Исходный текст:
▼▼▼

Конечно, такая игра может оказаться совсем не сценичной, тем не менее ей нельзя отказать в своеобразной и яркой театральности. И Хлебников, надо думать, сознавал ее парадоксальный характер — недаром каждый акт «Снежимочки» обозначен неологизмом деймо, составленным из двух слов: действие и письмо. С другой стороны, нельзя забывать и тот факт, что «Снежимочка» все же предназначалась для постановок “будетлянского театра” в 1913 году, вместе с «Трагедией» Маяковского и «Победой над солнцем» Крученых.

В связи с этим нельзя не обратить внимания на одну, может быть, частную, но весьма показательную особенность поэтической драмы. Обычно в драматической литературе авторское слово (в ремарках) коренным образом отлично от игрового слова персонажей. Это более или менее условная, вспомогательно-техническая запись, план, программа сценического действия, но не само действие, и потому оно не требует эстетического переживания ни как слово, ни как зрелище. Здесь же, в поэтической драме, слово автора и слово персонажа не только не противопоставлены, но иногда доходят до полного неразличения. На этом основан любопытный эффект, так сказать, двойного видения в некоторых сценах хлебниковских драм. Таков, например, один из эпизодов в финале «Девьего-бога» (1911):


     Присутствующие  : ‹...› А между тем жрец смотрит глазами безумными и печальными и тихо идет, потупя бороду, к пришельцу. Тот смотрит загадочно-открыто, и жрец наклоняется к нему шептать тайну и вдруг, расхохотавшись, касается его уст своими. Но тот смеется. Жрец падает, откидываясь назад, на руки прислужников и умирает.
            Но нет, этого еще нет. Это еще только наше воображение. Еще только отошел от кумира жрец и идет мимо стоящих неподвижно девушек с плащами на голове. К спокойно стоящему Девьему-богу идет он. И что будет? Дальше что!
‹...›

В голосах Присутствующих, напоминающих хор античной трагедии, слиты воедино и голос автора и голоса действующих лиц, и описание действия и его переживание, и внешние события и внутреннее представление, ибо тут все — только наше воображение. А это и есть действие-в-слове, совмещающее в едином акте само действие с его переживанием и осмыслением.

Зримая и деятельная смысловая стихия слова является первоосновой и первоединством драматической поэзии вообще, и в творчестве Хлебникова она только, может быть, выступает с большей обнаженностью и своеволием. Ее мощное волнение мы постоянно ощущаем во всем многообразии и множественности драматических форм, во всей их подвижности, изменчивости и обратимости.

Дело тут в том, что драматические возможности поэтического слова несомненно присутствуют в нем еще до всякого жанрового оформления. Такое слово изначально обладает уже каким-то драматическим зарядом, который и дает в конце концов в своем развитом и осознанном состоянии законченный драматический жанр.

▲▲▲

Задание: Перепишите дословно отрывок из текста о драмах Хлебникова, начиная со слов «Но нет, этого» и дальше до слов «будет? Дальше что!» включительно. Материал ниже взят из другого источника.

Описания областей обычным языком
▼▼▼

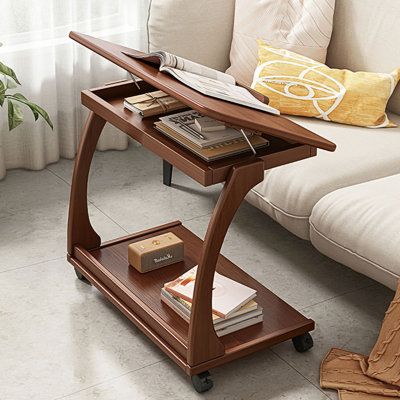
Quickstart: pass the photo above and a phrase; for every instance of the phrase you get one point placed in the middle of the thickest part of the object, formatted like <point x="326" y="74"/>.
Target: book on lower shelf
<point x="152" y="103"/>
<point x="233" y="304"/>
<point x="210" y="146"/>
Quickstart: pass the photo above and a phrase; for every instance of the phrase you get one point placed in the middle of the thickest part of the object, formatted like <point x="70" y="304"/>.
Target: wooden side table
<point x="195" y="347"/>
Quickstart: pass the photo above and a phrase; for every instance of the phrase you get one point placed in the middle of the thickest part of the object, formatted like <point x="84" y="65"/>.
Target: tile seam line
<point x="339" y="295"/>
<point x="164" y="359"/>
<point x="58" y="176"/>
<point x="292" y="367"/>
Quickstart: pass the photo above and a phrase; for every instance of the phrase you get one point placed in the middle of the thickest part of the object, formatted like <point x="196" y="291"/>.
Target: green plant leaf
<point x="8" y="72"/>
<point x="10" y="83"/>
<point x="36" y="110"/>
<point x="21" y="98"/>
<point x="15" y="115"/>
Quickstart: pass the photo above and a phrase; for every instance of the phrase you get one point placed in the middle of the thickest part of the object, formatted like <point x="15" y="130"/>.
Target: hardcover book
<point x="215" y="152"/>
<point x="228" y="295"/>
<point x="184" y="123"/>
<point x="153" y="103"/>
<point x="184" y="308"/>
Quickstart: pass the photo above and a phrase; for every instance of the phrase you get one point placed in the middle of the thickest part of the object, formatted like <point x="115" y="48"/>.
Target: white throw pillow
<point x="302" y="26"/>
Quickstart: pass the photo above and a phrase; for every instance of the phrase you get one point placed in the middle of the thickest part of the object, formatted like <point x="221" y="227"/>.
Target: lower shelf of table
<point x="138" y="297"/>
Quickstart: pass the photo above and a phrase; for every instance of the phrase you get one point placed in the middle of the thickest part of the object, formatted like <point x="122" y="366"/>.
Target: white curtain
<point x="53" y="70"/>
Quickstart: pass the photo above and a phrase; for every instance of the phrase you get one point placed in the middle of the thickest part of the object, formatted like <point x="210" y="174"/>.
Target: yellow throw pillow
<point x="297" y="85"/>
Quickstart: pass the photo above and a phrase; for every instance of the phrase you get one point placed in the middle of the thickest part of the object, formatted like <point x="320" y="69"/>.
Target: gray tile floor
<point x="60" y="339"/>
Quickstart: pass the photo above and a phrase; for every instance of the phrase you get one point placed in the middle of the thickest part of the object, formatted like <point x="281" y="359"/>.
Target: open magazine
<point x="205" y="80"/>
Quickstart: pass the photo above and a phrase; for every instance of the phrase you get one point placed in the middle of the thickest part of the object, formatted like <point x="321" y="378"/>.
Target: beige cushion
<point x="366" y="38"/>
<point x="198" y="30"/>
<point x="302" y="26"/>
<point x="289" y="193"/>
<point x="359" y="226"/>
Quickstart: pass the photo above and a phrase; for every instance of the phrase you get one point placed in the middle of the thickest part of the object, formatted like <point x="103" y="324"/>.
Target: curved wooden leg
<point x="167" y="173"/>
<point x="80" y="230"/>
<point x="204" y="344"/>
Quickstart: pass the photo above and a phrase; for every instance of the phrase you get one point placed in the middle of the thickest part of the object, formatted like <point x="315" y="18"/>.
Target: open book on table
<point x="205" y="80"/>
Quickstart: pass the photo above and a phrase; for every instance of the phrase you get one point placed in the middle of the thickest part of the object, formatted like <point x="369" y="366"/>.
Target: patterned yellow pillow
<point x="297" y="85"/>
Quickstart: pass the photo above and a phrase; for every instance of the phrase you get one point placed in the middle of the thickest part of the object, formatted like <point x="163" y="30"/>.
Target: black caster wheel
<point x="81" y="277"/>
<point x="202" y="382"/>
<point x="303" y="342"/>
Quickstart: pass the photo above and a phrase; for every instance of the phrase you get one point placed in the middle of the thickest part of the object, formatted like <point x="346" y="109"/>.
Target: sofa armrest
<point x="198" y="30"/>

▲▲▲

Ответ:
Но нет, этого еще нет. Это еще только наше воображение. Еще только отошел от кумира жрец и идет мимо стоящих неподвижно девушек с плащами на голове. К спокойно стоящему Девьему-богу идет он. И что будет? Дальше что!